**Written task A:**
Please update the passage on rotation as an axial vector: write it out again between "What doesn't work" and "sum of these.", inclusive, with "axis line" in place of "arrow".

**Passage:**

# Static Rotation as an Axial Vector

Hetware
If I rotate an object about an arbitrary axis, I can draw an arrow along that axis, and assign it a length proportional to the amount of rotation. I can project that arrow onto the basis of a rectangular coordinate system. The question arises, is it a vector?

I can certainly transform it from one coordinate system to another, preserving its meaning. I could add them together using standard vector addition, and assert that this sum means to rotate about the resulting axial by the resulting magnitude.

What doesn't work is to perform the rotation determined by one such arrow, and then perform the rotation for a second arrow and, in general get the rotation resulting from the vector sum of these.
http://sphotos-a.xx.fbcdn.net/hphotos-ash3/75130_484117724951803_2017520621_n.jpg [Broken]

Now, with displacements, for example, I can equate subsequent displacements and the summation of vectors.

**Stored rows:**
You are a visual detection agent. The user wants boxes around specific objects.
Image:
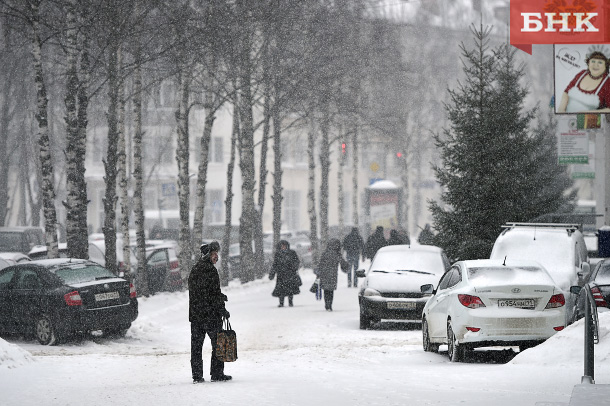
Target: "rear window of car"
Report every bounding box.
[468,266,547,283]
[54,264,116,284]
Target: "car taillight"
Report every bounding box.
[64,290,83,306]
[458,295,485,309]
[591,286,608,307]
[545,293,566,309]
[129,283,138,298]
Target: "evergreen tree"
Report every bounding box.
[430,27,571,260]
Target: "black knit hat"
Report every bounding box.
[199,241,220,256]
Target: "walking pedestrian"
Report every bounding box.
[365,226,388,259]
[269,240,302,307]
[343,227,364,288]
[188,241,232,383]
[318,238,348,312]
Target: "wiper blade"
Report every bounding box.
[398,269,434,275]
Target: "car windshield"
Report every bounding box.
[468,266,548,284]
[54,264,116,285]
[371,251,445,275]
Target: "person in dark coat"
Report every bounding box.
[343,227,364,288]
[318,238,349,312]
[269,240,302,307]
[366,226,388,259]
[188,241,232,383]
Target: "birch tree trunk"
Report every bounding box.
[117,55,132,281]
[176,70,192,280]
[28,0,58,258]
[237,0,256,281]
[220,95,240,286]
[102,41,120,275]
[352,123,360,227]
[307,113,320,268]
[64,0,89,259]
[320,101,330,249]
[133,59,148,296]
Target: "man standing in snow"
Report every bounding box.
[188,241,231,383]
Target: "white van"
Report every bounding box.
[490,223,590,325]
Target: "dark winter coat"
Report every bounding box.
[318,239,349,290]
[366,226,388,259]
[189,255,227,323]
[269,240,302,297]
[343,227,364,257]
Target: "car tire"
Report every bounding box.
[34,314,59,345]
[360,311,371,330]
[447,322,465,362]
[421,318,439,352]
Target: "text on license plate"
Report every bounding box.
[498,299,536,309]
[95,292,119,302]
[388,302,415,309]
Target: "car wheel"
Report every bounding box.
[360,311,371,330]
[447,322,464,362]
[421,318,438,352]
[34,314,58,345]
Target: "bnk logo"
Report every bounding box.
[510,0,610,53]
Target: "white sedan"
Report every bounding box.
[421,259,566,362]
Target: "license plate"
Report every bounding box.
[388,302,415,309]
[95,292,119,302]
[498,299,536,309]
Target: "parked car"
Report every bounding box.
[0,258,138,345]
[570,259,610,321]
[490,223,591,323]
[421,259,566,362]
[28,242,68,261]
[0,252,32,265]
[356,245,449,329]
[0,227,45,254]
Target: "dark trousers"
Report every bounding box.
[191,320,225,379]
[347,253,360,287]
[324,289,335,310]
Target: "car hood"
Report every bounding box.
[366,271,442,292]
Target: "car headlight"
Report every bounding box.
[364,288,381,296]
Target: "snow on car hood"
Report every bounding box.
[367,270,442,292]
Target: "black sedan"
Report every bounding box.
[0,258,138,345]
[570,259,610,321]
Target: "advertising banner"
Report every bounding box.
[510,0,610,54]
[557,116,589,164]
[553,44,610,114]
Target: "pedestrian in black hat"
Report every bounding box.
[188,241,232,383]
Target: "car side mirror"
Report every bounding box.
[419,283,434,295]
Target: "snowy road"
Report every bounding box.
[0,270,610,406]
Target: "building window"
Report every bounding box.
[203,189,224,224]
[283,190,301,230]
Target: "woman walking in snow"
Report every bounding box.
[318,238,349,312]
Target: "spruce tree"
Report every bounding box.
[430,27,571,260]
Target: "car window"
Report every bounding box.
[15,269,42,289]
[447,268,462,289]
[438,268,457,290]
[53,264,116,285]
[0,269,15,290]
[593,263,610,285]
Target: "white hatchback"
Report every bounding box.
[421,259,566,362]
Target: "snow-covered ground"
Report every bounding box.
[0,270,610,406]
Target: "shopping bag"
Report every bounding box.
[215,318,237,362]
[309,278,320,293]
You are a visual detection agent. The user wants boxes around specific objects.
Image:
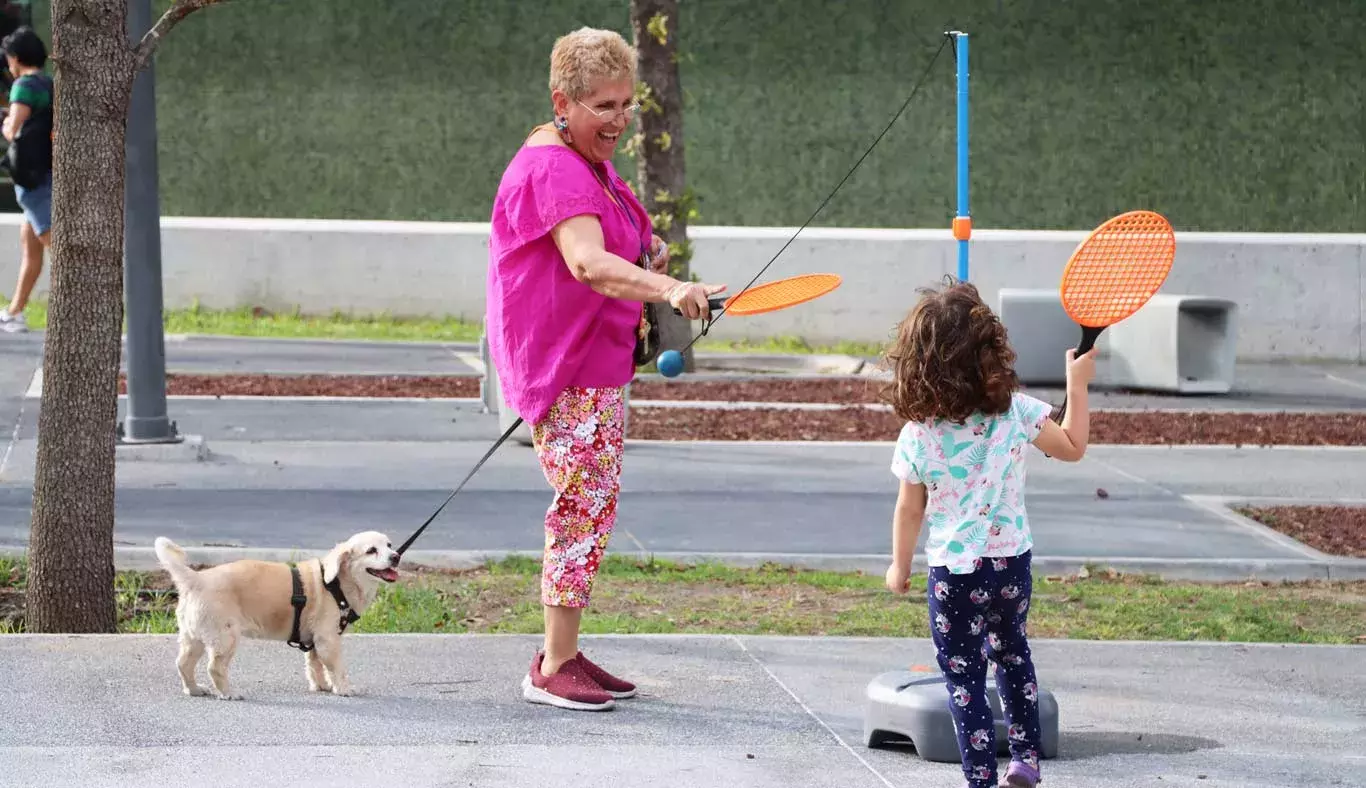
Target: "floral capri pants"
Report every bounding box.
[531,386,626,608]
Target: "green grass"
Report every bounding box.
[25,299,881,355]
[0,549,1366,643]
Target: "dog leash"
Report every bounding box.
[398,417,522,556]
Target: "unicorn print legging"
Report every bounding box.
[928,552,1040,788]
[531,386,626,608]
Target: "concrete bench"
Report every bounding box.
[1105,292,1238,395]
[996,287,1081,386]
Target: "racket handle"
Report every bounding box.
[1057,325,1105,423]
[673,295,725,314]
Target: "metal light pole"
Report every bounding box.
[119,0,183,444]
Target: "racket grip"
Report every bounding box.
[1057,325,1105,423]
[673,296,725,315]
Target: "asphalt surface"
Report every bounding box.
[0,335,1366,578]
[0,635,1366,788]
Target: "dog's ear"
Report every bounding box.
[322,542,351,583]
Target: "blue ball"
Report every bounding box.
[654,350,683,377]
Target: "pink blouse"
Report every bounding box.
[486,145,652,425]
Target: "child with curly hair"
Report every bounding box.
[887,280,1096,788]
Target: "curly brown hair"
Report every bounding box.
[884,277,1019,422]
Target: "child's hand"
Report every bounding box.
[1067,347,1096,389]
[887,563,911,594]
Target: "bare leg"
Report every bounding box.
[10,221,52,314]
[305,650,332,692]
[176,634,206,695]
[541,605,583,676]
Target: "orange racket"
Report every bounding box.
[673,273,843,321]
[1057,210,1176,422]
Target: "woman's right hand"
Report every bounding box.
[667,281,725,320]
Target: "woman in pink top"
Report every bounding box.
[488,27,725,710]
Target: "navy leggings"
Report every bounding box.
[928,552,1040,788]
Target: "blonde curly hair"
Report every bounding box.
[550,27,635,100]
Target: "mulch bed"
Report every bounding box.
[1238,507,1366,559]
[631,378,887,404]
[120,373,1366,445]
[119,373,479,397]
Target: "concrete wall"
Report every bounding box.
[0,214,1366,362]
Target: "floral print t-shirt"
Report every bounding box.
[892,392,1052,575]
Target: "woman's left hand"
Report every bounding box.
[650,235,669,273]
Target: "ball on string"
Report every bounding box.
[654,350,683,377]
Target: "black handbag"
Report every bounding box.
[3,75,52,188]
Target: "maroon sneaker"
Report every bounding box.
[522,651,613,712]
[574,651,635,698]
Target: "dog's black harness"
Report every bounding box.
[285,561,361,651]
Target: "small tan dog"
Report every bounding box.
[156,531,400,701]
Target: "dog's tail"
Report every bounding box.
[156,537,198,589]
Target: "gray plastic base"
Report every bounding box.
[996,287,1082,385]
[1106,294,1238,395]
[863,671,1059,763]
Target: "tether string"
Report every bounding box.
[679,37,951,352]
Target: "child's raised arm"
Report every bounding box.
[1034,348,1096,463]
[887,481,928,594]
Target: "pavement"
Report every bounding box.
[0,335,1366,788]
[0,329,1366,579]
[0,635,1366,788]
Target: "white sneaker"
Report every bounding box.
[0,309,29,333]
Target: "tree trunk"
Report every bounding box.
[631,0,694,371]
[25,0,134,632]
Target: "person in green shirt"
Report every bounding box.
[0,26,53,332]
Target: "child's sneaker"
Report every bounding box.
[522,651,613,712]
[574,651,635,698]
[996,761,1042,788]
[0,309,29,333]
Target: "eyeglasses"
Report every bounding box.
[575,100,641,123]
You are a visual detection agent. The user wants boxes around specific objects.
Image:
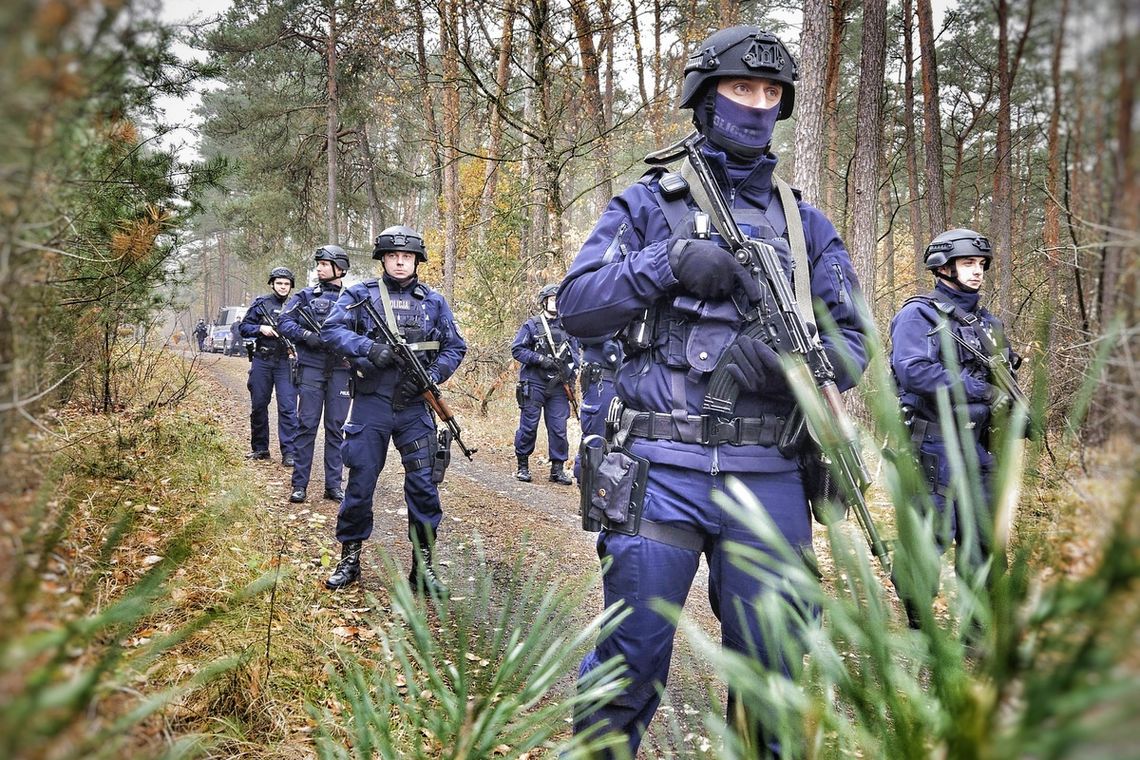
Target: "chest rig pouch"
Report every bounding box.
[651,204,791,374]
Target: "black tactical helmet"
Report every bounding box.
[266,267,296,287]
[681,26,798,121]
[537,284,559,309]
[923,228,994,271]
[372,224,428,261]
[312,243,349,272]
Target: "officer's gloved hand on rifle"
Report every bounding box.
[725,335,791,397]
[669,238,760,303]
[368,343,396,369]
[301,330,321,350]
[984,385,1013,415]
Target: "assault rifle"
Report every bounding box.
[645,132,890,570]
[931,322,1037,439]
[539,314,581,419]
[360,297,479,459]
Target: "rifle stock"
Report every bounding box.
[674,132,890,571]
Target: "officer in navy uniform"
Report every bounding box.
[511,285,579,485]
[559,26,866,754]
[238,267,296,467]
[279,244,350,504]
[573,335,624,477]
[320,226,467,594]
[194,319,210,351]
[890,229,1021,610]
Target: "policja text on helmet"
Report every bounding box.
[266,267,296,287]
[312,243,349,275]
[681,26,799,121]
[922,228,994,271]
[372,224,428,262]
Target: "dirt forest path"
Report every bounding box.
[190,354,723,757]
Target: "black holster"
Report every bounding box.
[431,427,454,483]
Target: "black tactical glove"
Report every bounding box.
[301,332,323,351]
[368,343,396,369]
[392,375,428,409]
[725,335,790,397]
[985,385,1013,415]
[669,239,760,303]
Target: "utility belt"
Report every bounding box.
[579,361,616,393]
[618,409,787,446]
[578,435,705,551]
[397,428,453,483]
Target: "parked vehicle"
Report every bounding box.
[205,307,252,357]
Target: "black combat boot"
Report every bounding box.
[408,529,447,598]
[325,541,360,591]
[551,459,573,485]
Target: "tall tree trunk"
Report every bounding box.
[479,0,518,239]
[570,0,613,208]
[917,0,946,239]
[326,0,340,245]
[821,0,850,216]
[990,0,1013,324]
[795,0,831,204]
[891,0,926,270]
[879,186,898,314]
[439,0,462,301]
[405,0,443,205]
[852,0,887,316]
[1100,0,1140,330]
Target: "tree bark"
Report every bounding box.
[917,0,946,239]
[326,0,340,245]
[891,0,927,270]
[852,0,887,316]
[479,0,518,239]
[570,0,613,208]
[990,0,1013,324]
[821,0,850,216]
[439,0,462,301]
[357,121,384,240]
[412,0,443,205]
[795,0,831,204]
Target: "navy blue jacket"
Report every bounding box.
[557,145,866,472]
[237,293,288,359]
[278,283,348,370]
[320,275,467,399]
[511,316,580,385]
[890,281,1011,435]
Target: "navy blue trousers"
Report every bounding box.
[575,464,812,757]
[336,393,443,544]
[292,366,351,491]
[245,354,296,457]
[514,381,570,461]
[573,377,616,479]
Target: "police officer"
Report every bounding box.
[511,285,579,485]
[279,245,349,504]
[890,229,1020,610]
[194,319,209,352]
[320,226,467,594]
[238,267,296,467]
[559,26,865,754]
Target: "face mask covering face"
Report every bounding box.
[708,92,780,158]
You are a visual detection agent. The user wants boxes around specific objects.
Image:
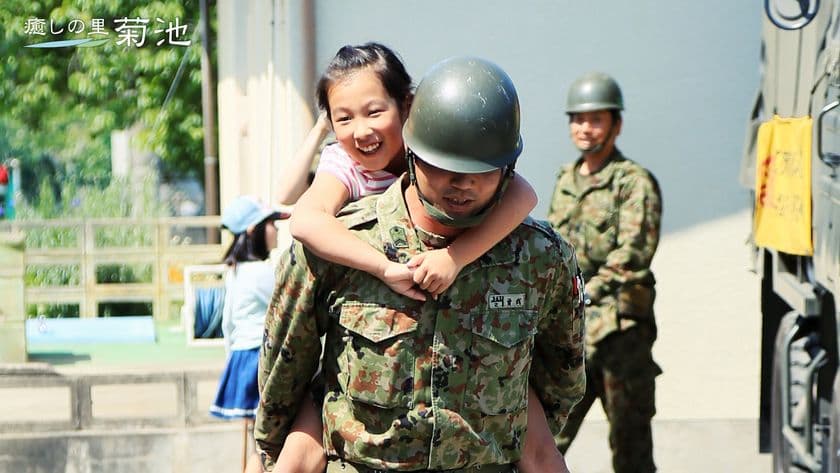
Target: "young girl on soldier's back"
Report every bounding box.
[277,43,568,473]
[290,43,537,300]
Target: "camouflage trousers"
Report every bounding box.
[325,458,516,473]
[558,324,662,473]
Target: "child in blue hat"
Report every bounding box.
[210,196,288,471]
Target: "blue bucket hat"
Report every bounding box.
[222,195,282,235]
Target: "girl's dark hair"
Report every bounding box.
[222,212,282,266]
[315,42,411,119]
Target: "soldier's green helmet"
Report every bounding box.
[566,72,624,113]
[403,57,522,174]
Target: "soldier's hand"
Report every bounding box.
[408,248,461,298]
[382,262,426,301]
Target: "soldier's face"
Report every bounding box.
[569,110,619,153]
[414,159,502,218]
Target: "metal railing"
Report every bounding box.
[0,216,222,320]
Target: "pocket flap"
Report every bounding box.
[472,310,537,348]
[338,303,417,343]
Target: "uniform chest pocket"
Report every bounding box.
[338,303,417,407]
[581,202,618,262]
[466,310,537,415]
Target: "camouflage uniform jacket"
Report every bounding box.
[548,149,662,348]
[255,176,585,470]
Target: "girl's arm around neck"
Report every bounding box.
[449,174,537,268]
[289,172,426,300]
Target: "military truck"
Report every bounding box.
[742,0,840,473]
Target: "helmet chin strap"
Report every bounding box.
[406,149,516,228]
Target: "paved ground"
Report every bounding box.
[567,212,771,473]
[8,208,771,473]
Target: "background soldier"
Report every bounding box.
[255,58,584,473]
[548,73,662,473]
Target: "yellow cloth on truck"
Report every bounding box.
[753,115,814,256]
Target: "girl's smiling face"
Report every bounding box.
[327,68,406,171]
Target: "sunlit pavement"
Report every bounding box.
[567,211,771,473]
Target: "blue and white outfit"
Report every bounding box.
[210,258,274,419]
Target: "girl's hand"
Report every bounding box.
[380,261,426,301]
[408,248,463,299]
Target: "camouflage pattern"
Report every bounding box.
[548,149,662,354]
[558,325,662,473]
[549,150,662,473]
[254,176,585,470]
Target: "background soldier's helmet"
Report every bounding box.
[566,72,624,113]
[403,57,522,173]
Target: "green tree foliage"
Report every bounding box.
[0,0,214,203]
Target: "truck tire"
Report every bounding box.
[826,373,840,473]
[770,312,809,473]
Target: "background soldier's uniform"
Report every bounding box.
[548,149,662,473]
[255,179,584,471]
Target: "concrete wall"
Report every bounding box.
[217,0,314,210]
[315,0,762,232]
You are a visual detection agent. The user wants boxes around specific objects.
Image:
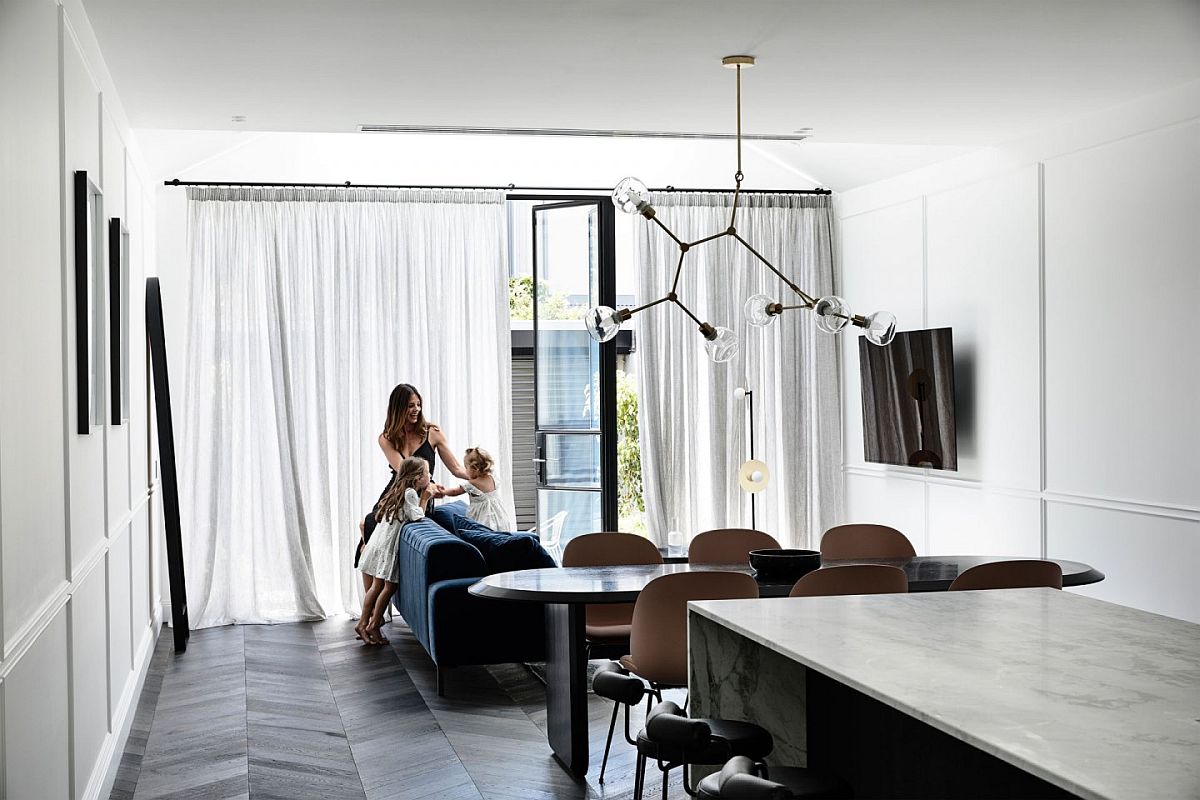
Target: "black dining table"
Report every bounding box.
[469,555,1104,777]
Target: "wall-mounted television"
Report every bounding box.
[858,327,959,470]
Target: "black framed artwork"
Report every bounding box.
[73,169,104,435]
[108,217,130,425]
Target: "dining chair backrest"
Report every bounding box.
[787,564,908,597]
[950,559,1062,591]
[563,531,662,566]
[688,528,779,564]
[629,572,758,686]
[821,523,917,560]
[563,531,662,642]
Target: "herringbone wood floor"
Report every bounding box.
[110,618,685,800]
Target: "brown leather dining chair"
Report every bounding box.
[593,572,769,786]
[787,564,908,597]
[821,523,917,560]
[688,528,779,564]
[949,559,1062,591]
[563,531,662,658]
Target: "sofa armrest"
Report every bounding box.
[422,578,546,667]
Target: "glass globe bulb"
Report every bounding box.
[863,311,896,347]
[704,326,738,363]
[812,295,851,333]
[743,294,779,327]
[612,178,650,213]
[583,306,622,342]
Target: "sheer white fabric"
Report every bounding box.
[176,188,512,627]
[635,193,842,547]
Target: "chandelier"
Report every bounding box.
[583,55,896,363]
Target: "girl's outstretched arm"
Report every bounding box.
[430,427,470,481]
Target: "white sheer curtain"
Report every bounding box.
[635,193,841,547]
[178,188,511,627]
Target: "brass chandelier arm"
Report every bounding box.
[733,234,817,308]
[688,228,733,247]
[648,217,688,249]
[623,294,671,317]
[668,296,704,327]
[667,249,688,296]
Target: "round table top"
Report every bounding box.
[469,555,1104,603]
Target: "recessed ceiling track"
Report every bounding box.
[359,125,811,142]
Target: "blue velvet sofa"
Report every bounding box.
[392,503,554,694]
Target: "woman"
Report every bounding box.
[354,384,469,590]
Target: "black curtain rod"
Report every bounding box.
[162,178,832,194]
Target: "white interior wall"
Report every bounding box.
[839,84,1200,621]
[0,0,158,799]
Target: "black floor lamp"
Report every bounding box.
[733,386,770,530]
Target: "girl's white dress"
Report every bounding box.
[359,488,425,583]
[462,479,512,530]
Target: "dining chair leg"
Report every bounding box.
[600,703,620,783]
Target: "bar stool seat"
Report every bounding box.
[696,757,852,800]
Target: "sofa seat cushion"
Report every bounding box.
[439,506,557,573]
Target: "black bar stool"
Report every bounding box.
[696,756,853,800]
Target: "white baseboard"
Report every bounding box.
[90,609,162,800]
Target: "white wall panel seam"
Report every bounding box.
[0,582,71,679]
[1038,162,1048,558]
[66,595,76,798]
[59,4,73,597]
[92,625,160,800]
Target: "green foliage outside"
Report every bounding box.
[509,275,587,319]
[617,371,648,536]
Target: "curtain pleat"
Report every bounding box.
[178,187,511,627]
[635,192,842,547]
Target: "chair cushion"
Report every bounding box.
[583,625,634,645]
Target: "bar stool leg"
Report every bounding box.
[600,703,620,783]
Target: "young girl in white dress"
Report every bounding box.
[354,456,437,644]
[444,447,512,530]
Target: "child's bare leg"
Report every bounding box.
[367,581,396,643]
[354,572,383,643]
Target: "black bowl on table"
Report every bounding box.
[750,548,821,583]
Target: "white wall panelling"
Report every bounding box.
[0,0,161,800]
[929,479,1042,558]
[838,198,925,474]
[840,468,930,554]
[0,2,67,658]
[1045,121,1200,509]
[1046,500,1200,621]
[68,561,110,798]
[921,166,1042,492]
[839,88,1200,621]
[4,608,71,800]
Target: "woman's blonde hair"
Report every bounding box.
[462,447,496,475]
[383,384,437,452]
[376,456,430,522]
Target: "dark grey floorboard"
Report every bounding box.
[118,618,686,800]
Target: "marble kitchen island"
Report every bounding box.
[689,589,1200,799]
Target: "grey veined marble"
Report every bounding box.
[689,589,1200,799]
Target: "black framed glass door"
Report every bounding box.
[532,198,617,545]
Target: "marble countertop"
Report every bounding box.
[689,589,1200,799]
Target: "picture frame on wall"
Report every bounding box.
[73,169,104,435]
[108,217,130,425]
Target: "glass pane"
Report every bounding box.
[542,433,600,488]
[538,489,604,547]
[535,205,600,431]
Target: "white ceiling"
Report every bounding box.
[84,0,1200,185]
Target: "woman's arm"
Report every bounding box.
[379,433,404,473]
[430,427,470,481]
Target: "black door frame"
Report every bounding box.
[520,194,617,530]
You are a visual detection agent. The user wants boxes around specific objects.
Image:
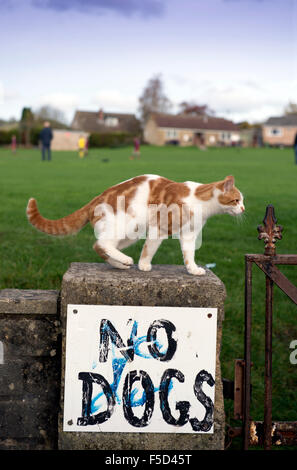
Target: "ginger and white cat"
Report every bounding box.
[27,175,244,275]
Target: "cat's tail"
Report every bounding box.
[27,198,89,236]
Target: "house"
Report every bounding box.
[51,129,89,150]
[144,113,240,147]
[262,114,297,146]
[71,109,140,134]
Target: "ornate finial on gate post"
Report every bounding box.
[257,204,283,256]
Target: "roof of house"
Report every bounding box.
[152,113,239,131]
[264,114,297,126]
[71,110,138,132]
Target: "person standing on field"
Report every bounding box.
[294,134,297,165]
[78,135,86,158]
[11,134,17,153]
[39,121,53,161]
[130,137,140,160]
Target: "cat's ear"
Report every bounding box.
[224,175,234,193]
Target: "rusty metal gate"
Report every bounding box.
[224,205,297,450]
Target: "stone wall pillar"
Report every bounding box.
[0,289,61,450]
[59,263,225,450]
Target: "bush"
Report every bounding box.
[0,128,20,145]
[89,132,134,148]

**Written task B:**
Extract each line of the entries above that contains the string "helmet", treating case as significant.

**Right answer A:**
What doesn't work is to perform the rotation determined by one such axis line, and then perform the rotation for a second axis line and, in general get the rotation resulting from the vector sum of these.

**Right answer B:**
Target: "black tactical helmet"
Target: "policja text on helmet"
Target: "soldier's green helmet"
Target: "helmet chin strap"
Target: "background soldier's helmet"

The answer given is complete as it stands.